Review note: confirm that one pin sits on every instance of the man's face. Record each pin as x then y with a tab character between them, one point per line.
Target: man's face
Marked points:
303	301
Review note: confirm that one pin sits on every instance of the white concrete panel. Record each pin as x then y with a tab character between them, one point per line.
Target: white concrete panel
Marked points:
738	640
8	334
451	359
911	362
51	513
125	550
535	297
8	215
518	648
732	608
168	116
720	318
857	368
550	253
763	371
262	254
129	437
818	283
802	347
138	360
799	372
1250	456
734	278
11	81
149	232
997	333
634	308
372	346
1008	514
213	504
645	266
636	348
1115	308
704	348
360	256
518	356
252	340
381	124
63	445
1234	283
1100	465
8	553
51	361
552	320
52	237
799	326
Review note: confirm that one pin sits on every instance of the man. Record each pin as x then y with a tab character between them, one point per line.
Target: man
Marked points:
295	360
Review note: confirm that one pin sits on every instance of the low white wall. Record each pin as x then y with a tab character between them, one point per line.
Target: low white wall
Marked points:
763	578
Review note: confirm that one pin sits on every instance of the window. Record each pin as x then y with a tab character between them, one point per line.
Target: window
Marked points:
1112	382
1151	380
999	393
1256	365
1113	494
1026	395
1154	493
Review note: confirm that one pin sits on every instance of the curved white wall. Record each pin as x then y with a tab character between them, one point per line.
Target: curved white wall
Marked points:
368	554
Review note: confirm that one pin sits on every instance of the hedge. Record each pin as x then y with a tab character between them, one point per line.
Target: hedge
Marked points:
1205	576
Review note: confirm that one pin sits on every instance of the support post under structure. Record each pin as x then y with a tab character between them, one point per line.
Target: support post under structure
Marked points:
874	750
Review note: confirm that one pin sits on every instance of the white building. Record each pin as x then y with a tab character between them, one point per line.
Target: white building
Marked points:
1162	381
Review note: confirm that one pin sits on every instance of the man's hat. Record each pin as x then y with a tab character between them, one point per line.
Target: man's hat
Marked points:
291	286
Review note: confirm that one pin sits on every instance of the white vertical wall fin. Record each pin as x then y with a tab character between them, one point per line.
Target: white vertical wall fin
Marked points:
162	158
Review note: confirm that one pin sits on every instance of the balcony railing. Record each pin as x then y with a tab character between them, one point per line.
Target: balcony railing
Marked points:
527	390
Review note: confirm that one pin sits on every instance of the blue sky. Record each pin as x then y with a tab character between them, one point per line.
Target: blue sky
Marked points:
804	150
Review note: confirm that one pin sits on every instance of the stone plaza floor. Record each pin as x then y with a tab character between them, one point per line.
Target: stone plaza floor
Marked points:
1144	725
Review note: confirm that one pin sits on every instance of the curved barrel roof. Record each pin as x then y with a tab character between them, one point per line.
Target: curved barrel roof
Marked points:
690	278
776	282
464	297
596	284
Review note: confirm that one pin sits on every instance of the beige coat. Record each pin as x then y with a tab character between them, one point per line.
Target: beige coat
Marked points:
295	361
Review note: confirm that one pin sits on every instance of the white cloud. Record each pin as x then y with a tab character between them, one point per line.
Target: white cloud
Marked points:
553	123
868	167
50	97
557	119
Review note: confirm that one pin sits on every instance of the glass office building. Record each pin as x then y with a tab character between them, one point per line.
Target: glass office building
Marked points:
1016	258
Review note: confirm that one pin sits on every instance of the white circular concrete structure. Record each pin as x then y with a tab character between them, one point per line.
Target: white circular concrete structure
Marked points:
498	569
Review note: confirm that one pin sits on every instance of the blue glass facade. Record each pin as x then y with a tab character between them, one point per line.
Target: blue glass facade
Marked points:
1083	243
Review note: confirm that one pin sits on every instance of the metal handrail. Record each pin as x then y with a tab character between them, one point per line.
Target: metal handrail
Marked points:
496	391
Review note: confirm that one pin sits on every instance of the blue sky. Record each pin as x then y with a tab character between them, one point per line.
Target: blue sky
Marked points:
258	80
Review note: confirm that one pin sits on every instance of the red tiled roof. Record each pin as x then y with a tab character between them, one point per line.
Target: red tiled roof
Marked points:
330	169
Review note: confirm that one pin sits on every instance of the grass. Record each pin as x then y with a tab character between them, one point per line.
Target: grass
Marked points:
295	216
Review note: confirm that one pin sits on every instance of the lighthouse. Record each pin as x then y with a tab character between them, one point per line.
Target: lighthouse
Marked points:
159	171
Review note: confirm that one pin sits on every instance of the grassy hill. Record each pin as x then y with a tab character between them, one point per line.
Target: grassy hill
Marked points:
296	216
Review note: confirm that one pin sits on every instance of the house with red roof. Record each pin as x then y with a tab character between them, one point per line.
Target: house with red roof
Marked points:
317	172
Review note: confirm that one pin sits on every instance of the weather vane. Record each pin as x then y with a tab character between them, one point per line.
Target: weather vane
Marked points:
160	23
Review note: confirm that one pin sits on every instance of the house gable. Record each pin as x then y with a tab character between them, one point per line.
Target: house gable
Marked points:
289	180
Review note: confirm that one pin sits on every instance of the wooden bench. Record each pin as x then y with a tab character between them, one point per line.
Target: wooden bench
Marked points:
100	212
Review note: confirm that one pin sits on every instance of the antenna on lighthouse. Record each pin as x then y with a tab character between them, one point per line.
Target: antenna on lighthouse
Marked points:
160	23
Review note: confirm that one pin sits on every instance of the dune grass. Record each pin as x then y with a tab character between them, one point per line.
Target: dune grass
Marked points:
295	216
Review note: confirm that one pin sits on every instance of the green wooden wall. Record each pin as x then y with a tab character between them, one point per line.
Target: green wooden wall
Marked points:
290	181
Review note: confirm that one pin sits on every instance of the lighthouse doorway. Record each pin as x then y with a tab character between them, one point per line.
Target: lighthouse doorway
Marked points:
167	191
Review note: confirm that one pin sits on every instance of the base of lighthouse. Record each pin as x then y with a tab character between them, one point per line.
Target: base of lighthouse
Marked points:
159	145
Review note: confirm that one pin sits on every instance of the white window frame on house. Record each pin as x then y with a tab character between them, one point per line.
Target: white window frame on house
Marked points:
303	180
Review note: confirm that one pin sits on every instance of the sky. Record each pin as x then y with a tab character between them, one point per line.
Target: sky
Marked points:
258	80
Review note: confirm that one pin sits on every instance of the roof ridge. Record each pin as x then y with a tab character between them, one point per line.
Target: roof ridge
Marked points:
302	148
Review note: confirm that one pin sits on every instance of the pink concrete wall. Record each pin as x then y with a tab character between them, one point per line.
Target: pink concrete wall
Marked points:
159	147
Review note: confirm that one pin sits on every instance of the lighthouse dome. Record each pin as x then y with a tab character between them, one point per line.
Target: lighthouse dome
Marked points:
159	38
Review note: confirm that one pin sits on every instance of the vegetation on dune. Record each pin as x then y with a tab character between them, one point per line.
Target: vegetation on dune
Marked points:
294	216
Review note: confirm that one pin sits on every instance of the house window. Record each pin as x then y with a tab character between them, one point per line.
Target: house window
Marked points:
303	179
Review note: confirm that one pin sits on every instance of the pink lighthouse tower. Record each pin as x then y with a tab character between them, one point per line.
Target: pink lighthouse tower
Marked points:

_ _ _ _

**Your objective:** Give back exactly the lines beginning at the one with "of the base" and ending at the final line of the material; both boundary lines belong in it.

**In response:**
Review note: confirm that one pin sits on every instance of the base of lighthouse. Record each pin as x then y with a tab character between them, one point per line.
Target: base of lighthouse
Marked points:
159	145
Review note: confirm that one pin sits on every instance of the white window frame on house. Record each pin as x then y with a tab character between them, one point per line.
Target: white window frame on house
Marked points:
303	180
Review note: confirm that one pin sits on every instance of the sky. Record each pin as x then y with a tab character between them, one point per line.
Target: sky
Marked points:
258	80
Review note: confirm that one pin sits on every instance of the roof ridge. Record each pin as x then y with a tab character between them, one point per line.
Target: roof ridge
Marked points:
302	148
Review note: confirm that one pin sits on every instance of the pink concrete wall. Record each pin as x then y with a tab character between them, one point per line.
Target: pink concrete wall
Marked points:
159	147
Review note: confirm that one pin sits on every instance of the lighthouse dome. Record each pin as x then y with a tab character between them, one point per line.
Target: lighthouse dome
Marked points:
159	38
Review note: confirm that one pin sits on every instance of the vegetation on dune. Record each pin as x then y with a tab character between them, one point per line.
Target: vegetation on dune
Marked points:
294	216
Review note: confirm that one pin sits on every instance of the house window. Record each pin as x then y with a tab character between them, one point per line.
Target: house window
Marked points:
303	179
Review note: confirm that one pin sits on every instance of the pink lighthouse tower. Record each pin as x then y with a tab character between them, one point per line.
Target: pink lighthouse tower
Marked points:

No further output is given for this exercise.